* WORK REQUIRED: Your task is to reproduce exactly the lines from the line with "Please indicate the onion" through the end of the records below.

* DATA RECORDS:

====================

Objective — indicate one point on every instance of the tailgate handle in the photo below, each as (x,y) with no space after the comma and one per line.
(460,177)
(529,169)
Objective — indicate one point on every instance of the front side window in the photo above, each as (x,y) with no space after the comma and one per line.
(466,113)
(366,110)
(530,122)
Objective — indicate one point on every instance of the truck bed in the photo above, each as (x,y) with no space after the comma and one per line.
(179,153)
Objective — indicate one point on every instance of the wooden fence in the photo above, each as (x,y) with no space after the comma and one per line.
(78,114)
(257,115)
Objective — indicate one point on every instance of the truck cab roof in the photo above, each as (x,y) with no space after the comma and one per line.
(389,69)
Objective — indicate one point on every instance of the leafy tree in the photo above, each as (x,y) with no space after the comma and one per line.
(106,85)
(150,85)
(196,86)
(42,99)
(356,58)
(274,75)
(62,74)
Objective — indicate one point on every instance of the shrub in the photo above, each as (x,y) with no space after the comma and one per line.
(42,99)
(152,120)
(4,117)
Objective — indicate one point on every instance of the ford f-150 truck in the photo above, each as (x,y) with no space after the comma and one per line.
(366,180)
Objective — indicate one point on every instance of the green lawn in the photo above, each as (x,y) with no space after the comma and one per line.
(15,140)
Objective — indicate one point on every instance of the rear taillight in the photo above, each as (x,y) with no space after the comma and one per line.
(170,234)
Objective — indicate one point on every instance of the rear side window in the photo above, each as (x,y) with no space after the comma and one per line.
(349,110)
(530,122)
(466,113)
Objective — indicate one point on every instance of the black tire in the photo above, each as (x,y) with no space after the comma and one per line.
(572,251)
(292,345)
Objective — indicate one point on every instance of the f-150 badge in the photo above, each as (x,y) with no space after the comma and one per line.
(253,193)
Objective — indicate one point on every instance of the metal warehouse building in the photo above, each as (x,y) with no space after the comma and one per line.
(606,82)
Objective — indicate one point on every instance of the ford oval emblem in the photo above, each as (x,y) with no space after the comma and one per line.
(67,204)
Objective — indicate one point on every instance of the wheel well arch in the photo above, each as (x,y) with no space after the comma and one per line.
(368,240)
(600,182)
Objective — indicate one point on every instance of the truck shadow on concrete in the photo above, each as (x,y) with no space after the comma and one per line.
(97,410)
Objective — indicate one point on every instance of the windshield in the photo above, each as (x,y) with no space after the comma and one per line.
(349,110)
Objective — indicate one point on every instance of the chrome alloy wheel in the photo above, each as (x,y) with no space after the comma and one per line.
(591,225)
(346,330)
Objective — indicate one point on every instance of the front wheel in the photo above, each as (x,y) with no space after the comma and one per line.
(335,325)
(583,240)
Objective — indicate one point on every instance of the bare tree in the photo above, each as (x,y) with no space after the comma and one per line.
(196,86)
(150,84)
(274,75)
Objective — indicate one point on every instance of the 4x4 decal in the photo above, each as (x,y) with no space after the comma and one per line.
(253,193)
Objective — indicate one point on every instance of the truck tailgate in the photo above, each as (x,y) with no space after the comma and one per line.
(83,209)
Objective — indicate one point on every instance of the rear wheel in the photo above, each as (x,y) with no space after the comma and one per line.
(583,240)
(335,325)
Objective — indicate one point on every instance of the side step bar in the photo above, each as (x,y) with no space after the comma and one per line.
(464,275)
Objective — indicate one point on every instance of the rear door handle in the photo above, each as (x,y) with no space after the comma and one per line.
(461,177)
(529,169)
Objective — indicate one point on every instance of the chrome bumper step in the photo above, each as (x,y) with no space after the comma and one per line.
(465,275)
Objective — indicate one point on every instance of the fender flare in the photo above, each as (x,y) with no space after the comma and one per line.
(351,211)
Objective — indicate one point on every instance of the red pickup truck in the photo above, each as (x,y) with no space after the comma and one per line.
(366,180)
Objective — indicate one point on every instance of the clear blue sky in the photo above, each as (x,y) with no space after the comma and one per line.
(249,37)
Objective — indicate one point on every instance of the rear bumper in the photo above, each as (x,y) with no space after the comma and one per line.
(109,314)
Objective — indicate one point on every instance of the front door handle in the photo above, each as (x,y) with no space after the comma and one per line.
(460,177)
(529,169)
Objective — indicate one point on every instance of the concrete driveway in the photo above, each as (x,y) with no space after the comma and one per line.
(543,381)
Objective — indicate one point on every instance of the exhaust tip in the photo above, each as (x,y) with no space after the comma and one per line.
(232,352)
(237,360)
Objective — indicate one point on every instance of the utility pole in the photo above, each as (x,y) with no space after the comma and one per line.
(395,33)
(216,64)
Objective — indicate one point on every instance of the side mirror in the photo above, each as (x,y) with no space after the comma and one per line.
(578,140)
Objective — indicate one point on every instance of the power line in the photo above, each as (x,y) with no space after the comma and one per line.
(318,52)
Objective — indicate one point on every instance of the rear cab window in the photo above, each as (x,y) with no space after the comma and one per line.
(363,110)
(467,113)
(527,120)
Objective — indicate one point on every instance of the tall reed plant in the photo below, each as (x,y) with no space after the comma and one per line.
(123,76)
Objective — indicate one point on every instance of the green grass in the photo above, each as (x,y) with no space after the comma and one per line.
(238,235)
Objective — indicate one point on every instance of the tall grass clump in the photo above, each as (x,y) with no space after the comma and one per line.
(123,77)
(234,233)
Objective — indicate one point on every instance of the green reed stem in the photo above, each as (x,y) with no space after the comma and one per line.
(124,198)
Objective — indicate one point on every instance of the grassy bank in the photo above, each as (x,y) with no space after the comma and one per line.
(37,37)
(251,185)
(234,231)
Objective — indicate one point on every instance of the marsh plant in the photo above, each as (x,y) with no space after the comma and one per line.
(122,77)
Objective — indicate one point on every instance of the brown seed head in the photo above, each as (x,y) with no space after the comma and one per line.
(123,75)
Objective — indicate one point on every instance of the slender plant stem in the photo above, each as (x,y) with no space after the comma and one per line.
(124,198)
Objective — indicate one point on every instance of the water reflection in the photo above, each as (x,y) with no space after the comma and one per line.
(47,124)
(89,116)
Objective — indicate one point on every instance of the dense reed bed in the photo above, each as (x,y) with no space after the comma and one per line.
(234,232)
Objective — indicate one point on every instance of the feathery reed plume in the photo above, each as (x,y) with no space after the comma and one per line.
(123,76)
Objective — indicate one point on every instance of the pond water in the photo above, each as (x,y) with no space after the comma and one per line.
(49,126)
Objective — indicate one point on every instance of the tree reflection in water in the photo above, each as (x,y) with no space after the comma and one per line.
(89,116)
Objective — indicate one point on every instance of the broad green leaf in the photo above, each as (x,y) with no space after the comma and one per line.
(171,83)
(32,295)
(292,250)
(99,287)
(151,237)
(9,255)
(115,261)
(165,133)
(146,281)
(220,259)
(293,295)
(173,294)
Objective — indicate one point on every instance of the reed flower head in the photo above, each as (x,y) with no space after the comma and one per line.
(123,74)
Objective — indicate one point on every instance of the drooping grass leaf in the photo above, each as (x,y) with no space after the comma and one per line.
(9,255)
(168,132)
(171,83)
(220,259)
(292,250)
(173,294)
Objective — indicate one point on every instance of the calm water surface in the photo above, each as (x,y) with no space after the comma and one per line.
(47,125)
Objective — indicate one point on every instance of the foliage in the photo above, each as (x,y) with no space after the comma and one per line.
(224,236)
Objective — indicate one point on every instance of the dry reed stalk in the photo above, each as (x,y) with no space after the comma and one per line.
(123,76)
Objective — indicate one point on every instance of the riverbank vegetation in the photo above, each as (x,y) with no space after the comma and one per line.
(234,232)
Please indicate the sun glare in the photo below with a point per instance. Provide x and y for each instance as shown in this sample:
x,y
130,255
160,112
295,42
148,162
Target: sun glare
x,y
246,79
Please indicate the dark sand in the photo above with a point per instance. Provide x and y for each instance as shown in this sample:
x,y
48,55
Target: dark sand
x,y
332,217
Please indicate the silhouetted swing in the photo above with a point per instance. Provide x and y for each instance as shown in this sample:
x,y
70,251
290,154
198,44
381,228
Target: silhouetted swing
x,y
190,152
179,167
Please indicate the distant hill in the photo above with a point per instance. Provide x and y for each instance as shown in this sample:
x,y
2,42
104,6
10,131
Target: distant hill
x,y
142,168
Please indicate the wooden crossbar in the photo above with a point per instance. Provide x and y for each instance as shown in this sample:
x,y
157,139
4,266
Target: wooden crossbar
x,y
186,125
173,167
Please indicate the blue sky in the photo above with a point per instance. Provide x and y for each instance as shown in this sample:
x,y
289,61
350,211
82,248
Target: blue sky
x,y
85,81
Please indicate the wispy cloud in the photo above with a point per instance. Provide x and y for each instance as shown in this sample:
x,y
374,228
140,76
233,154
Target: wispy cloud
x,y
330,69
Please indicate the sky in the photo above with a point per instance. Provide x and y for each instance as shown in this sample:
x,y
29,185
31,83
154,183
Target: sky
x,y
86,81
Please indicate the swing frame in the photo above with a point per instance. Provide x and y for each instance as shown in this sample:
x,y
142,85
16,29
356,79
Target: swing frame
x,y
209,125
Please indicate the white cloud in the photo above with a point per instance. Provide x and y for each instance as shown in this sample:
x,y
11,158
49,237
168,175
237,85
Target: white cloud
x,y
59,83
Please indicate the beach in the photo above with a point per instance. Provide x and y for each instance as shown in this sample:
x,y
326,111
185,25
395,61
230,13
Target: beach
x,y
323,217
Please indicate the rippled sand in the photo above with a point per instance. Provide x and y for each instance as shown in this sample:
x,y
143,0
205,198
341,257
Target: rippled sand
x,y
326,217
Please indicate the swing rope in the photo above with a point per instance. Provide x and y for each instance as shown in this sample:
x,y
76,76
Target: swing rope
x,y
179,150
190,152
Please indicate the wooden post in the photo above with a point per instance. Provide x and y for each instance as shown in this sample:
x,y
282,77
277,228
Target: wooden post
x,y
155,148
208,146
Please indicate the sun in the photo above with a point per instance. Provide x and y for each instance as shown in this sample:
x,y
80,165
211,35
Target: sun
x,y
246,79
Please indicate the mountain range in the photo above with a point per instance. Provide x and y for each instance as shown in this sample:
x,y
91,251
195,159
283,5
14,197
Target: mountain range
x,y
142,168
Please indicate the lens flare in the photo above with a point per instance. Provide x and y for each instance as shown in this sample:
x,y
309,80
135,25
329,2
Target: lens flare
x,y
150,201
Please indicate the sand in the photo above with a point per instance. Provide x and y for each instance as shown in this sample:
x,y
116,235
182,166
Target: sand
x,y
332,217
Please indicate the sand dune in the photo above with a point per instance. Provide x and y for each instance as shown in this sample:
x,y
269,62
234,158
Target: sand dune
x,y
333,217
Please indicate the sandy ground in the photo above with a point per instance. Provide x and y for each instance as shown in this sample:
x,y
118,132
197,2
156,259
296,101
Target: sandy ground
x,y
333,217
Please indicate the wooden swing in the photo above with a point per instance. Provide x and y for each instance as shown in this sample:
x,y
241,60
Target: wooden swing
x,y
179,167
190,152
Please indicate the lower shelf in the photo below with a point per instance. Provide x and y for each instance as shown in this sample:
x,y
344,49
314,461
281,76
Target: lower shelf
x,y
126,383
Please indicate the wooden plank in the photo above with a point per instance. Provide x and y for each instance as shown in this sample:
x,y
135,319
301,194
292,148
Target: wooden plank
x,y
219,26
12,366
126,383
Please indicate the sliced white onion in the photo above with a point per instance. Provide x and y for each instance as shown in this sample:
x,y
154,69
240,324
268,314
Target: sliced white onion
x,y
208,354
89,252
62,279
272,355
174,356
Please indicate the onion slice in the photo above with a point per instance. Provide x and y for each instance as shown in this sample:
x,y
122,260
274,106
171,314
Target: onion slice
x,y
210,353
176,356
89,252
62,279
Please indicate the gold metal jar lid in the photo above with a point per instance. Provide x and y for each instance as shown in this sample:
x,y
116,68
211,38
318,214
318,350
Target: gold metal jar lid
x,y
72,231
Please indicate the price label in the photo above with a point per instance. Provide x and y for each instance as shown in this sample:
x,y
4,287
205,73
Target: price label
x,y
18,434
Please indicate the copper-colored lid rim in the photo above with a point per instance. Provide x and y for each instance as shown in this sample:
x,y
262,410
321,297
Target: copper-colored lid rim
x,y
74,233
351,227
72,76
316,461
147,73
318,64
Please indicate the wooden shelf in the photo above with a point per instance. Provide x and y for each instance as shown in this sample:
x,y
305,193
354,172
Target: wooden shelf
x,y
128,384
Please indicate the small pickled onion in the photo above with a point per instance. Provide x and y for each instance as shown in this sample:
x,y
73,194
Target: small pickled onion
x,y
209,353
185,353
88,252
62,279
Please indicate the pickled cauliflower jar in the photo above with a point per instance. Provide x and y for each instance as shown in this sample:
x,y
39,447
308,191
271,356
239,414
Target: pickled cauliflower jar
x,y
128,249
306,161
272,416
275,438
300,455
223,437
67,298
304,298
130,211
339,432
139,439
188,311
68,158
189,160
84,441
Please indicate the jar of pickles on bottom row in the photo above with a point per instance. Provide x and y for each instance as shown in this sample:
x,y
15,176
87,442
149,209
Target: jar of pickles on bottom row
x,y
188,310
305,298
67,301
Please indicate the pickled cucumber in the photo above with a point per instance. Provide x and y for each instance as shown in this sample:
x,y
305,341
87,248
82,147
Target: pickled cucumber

====================

* RESPONSE BELOW:
Please indicate the onion slice in the photo above with a point per instance. Provide x and y for each instance as shown in this sample:
x,y
122,260
274,106
171,314
Target: onion slice
x,y
210,353
176,356
89,252
62,279
Please indicate the gold metal jar lid in the photo above with a point per instance. Provide x and y for each instance as shown in this sample:
x,y
116,68
211,38
318,214
318,350
Target: gold metal jar lid
x,y
72,231
Please indicate the price label in the photo above with a point per instance. Provide x and y for each instance as shown in this sample:
x,y
4,287
205,73
Target: price label
x,y
18,434
Please indicate the copper-colored lid rim in the photo above with a point per instance. Provide x and y for each instance as shown in this sample:
x,y
262,410
321,297
Target: copper-colored lid rim
x,y
74,233
351,227
72,76
316,461
147,73
318,64
Please indicate the wooden shelf in the photo above with a point per instance. Provide x and y for each instance as shown in this sample:
x,y
305,193
354,172
Target: wooden shelf
x,y
128,384
Please indicate the small pickled onion in the photo above with a point per instance. Provide x and y for each instance as shown in this sample:
x,y
73,194
Target: small pickled onion
x,y
209,353
185,353
88,252
62,279
Please indicate the pickled cauliflower jar in the photo above with a point per instance. Provide x and y for each instance as shown in this sample:
x,y
39,447
308,191
271,356
239,414
Target: pickled cauliflower jar
x,y
128,249
306,161
272,416
275,438
300,455
223,437
67,298
304,298
130,211
339,432
139,439
188,311
68,158
189,160
84,441
Please indicate the jar of pickles on bottom row in the photo above with a point per instance. Provide x and y for each instance as shown in this sample:
x,y
15,176
87,442
149,209
Target: jar of pickles on bottom row
x,y
188,310
305,298
67,301
Please indicate the pickled cucumber in the photo above with a point per instance. Provide x and y for each instance as shown in this sample:
x,y
305,341
87,248
82,147
Target: pickled cucumber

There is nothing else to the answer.